▶ FRAGMENTO DE TEXTO
La primera noche de ese raid volví a soñar, pero sin imágenes. Me desperté de madrugada diciendo: es todo muy triste. No pude volver a dormir, así que busqué información, actualicé algunas notas de Cosecha Roja y publiqué mi pesadilla en facebook.

A la mañana descubrí que a varias personas le había pasado lo mismo. Una diputada del sur, una cineasta de Boedo, un amigo al que hace mucho no veo, una médica que trabaja en el norte, los dueños de un centro cultural de Santa Fe. Todos con los mismos síntomas: no poder dormir, soñar, despertarse con el estómago revuelto.

Le pedí a dos personas que contaran detalles. Helena estuvo en ese estado de ensoñación en el que se percibe lo que pasaba alrededor, en ese mundo de duermevela en el que vive desde que volvió a ser madre. Lo soñó en fotografías. “Iban pasando muchas fotos de él que vi en los últimos tiempos. Una secuencia de fotos de él, siempre vivo”, cuenta por mensaje. “Me llegó esa foto espantosa a mi celular. Esa no la soñé. También me acuerdo de verlo en el mar, no se si hay alguna foto de él en el mar. Y después angustia, angustia depositada en la garganta y en la panza, y en el medio como siempre, me detengo a escuchar la respiración de mi bebé que duerme al lado mío”.

(Entradas guardadas)
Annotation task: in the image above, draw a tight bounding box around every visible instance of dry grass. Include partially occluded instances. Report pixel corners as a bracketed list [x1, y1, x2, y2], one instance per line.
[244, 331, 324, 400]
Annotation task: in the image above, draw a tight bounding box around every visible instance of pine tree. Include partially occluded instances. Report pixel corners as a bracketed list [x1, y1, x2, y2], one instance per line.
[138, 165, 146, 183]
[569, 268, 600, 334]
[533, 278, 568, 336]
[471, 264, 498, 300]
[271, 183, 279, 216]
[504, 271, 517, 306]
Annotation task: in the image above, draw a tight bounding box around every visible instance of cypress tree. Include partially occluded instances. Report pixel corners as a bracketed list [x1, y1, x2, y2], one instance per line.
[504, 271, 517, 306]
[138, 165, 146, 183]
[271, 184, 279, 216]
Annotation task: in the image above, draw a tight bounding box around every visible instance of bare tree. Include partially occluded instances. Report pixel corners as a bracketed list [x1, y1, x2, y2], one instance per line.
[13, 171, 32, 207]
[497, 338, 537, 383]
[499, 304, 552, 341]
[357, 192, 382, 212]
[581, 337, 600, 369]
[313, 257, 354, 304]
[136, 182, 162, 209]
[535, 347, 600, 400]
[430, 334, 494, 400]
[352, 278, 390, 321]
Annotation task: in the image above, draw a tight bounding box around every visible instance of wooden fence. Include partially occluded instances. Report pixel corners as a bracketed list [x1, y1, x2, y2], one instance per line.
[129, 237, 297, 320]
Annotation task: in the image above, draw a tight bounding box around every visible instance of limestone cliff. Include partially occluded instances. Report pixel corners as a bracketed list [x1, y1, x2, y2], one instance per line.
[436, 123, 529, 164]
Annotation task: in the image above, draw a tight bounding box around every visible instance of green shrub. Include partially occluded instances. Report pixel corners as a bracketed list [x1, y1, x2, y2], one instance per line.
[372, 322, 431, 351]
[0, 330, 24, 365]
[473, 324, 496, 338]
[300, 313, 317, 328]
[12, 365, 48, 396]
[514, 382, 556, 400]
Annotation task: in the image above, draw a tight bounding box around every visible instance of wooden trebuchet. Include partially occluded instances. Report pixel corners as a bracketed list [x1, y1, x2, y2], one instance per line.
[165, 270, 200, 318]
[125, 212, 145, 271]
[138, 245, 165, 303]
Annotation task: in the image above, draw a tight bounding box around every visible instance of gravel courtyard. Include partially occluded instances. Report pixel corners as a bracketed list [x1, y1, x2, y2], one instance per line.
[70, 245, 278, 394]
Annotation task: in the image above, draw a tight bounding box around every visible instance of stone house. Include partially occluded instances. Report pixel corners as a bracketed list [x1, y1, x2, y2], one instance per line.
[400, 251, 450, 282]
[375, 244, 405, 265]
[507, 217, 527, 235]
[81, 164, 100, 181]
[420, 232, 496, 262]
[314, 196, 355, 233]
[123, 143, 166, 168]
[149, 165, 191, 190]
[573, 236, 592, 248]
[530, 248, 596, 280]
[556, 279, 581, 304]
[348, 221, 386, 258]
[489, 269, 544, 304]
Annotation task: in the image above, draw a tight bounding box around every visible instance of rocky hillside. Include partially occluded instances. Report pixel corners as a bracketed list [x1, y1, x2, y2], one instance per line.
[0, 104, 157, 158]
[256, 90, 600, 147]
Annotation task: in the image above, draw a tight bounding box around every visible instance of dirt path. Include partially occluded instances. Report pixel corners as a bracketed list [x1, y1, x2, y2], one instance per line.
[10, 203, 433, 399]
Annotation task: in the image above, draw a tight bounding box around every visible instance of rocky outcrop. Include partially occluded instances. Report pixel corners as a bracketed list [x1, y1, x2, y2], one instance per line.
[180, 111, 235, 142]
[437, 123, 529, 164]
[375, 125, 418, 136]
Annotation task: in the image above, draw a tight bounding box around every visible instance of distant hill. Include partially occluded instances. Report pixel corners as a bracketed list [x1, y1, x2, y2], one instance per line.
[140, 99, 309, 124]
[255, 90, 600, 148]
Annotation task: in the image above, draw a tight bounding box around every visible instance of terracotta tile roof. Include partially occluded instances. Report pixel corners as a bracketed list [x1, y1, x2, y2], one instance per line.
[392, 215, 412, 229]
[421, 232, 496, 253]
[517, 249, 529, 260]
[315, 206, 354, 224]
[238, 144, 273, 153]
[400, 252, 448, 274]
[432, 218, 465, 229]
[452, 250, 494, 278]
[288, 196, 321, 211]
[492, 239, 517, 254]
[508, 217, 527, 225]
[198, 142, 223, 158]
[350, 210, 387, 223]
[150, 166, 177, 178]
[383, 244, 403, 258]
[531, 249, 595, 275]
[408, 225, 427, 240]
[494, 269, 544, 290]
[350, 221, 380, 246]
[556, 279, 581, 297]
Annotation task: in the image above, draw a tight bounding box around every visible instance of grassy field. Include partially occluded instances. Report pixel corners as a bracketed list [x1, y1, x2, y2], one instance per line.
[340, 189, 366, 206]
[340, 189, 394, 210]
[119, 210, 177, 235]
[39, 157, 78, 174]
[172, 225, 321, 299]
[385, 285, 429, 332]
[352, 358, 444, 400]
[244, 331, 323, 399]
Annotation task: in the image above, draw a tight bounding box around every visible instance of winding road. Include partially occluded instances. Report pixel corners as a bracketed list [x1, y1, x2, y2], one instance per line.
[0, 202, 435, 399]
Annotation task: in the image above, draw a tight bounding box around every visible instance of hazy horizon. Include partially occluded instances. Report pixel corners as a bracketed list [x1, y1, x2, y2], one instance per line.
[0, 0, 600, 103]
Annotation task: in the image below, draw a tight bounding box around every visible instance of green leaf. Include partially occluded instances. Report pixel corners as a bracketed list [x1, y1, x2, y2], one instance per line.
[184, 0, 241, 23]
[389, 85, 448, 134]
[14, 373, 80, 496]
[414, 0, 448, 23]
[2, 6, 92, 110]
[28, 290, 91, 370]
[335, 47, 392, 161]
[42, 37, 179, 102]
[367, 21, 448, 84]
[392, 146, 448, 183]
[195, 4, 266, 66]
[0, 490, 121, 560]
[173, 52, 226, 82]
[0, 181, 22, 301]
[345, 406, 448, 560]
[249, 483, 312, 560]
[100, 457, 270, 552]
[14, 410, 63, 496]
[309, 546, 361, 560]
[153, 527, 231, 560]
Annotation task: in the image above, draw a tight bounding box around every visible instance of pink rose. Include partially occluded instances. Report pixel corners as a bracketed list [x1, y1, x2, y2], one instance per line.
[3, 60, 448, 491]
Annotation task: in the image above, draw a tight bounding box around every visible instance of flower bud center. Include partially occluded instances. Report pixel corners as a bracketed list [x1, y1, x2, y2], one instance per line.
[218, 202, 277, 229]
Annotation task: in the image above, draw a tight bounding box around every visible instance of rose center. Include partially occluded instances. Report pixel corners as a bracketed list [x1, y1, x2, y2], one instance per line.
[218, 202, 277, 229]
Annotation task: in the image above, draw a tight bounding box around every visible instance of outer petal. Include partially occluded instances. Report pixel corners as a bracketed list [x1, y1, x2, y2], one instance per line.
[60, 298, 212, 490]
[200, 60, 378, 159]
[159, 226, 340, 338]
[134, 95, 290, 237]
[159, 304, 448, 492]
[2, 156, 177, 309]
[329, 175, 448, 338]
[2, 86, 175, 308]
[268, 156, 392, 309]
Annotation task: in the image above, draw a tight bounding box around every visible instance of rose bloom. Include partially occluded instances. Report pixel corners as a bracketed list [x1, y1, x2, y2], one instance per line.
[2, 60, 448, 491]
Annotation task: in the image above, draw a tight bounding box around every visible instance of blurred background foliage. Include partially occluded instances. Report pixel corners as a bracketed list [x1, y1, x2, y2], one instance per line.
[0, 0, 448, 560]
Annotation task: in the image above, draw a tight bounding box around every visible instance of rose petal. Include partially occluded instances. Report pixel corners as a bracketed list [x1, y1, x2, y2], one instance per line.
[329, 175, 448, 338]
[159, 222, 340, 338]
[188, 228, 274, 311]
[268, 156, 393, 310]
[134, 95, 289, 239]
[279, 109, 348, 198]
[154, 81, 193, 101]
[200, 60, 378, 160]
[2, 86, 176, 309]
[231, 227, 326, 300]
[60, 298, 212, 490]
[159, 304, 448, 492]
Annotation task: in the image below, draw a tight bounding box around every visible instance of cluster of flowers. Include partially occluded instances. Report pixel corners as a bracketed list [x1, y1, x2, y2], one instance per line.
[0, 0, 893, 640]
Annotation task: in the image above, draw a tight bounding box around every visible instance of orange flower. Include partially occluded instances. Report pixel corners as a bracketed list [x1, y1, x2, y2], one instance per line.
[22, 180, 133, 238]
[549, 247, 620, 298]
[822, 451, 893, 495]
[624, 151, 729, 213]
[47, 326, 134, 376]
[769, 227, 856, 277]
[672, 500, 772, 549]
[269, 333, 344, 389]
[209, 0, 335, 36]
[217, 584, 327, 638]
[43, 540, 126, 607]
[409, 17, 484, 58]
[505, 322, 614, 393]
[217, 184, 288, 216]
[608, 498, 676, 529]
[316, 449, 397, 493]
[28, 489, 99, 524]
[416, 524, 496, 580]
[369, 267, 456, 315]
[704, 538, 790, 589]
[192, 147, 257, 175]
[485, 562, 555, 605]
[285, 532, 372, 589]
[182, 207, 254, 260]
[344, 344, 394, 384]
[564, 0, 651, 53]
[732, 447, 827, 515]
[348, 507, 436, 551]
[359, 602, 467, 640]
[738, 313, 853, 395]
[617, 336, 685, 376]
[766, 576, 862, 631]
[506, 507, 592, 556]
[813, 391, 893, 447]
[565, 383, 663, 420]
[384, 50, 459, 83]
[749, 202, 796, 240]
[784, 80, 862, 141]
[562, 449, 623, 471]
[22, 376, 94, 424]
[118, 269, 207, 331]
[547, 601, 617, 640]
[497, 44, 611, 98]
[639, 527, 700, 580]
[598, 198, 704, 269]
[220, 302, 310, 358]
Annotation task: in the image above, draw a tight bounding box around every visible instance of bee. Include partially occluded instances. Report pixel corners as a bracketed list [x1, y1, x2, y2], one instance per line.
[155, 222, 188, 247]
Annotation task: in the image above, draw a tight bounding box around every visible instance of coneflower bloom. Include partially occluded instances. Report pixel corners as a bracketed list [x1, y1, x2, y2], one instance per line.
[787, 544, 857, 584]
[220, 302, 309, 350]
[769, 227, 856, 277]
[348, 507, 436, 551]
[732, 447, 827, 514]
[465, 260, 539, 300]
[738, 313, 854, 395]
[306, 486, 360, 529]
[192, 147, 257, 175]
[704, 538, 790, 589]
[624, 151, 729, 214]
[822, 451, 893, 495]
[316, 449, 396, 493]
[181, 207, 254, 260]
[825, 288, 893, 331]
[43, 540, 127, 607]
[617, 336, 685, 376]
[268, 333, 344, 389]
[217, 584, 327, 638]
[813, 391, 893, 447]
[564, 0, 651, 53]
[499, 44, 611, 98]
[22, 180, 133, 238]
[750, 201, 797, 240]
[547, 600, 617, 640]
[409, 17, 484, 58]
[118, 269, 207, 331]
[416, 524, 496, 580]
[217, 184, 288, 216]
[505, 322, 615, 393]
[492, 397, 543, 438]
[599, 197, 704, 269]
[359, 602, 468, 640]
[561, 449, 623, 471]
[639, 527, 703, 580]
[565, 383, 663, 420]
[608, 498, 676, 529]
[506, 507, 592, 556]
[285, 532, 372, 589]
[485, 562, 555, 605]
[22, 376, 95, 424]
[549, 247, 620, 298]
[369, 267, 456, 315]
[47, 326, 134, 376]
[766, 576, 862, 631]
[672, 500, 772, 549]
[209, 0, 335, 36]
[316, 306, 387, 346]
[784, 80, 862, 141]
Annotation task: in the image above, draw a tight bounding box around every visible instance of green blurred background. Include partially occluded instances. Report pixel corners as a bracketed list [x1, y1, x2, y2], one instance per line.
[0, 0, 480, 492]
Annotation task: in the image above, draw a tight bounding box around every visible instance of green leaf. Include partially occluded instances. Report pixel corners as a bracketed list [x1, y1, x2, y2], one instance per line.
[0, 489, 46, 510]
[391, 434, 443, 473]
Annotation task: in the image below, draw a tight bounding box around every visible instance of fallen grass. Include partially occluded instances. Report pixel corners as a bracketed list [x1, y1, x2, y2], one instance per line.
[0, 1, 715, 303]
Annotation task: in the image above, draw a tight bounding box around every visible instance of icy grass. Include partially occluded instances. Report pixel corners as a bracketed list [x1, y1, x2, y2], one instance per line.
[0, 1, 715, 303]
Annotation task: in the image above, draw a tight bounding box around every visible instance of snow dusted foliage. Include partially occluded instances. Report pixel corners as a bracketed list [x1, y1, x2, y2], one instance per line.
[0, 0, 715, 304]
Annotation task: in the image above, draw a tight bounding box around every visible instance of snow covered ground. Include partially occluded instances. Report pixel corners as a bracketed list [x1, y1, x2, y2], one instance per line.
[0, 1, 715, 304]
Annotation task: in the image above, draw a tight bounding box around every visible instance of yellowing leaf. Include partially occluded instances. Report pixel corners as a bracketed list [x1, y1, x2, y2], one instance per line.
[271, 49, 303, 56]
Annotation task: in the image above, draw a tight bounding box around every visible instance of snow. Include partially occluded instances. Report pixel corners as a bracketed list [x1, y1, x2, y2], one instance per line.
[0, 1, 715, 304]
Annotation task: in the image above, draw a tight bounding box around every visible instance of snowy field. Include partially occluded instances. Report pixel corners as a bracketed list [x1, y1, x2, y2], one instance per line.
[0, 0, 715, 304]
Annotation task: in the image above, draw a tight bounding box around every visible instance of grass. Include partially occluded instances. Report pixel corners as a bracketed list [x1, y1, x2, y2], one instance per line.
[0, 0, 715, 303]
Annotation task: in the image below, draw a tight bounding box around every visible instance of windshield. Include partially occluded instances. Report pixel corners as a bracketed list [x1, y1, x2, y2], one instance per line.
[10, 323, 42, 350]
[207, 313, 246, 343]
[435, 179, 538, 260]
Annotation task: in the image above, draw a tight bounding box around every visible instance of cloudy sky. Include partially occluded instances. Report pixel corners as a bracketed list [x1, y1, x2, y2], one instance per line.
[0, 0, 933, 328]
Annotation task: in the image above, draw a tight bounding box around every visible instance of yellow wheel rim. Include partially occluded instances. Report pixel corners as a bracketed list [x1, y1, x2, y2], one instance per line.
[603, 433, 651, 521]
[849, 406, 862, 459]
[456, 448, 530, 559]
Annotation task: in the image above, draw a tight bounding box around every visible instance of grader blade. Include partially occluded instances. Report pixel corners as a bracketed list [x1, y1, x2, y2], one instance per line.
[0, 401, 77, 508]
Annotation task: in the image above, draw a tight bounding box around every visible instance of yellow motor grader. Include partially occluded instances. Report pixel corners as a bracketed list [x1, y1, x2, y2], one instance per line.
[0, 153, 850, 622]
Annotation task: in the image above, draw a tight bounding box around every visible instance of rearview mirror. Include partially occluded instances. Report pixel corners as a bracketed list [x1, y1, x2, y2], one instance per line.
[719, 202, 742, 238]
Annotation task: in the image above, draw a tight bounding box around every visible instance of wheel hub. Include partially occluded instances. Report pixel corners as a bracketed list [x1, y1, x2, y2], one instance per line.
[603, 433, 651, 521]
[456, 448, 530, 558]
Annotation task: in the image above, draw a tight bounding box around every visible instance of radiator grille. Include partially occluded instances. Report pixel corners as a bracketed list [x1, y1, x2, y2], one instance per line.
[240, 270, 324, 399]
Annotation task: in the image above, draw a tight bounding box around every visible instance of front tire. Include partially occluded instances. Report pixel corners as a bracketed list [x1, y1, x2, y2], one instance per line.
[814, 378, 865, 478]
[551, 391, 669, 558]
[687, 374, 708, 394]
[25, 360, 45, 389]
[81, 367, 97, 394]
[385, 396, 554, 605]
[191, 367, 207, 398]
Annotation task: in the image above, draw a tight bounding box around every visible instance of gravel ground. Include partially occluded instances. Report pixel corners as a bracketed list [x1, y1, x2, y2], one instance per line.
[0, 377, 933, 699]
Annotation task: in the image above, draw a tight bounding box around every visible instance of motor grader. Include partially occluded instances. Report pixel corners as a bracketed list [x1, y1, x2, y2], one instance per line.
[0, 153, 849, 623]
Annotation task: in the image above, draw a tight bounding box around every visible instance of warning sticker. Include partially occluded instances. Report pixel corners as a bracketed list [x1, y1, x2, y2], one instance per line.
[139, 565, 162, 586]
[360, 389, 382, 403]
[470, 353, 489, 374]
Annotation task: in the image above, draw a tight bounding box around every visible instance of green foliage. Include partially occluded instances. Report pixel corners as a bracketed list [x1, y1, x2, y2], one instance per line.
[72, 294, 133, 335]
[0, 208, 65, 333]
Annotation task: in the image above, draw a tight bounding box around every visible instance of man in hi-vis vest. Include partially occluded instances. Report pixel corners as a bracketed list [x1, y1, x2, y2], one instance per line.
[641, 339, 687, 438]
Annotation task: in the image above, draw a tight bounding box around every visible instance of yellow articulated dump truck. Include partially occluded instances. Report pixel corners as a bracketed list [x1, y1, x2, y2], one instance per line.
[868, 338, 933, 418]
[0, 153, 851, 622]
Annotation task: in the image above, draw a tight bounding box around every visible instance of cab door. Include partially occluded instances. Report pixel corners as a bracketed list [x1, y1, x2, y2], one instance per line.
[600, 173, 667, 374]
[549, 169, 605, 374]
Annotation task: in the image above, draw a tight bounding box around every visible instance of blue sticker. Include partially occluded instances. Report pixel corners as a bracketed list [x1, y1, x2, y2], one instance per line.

▶ TAREA PENDIENTE A
Contesta estas preguntas sobre el texto de los sueños, según lo que dice:
(i) ¿Dónde publicó quien narra su pesadilla?
(ii) ¿Qué síntomas tenían en común las personas a las que les había pasado lo mismo?
(iii) ¿De qué forma soñó Helena?
▶ TAREA PENDIENTE B
Por favor, prolonga el texto de los sueños a partir de su última oración.

▶ RESPUESTA A
(i) En facebook.
(ii) No poder dormir, soñar y despertarse con el estómago revuelto.
(iii) En fotografías: una secuencia de fotos de él, siempre vivo.

▶ RESPUESTA B
Clara está de viaje en una misión sanitaria en el norte. Es laboratorista: la que te pincha para sacarte sangre. Dormía en su lugar de trabajo y soñó que a Santiago lo traía la madre de una amiga de una amiga en una camioneta. “Lo traían cobijado por una especie de amor maternal. Estaba con la ropa que tenía en la fotos. Lo abrazábamos en grupo, estábamos aliviados”, dice desde su puesto sanitario.

Menos de veincuatro horas después de nuestro sueño, aparecía el cuerpo. Y todavía faltaban unos días para chequear su identidad.

Busqué varias formas de explicar ese fenómeno de angustia colectiva, capaz de torcer incluso nuestras noches. Encontré una sola respuesta. Todos los que decidimos hacer de nuestras vidas una aventura -y cuando hablo de aventura hablo de muchísimas cosas- nos sentimos un poco Santiago Maldonado. Tan simple como eso.

El suyo es un dolor que se nos coló en los sueños.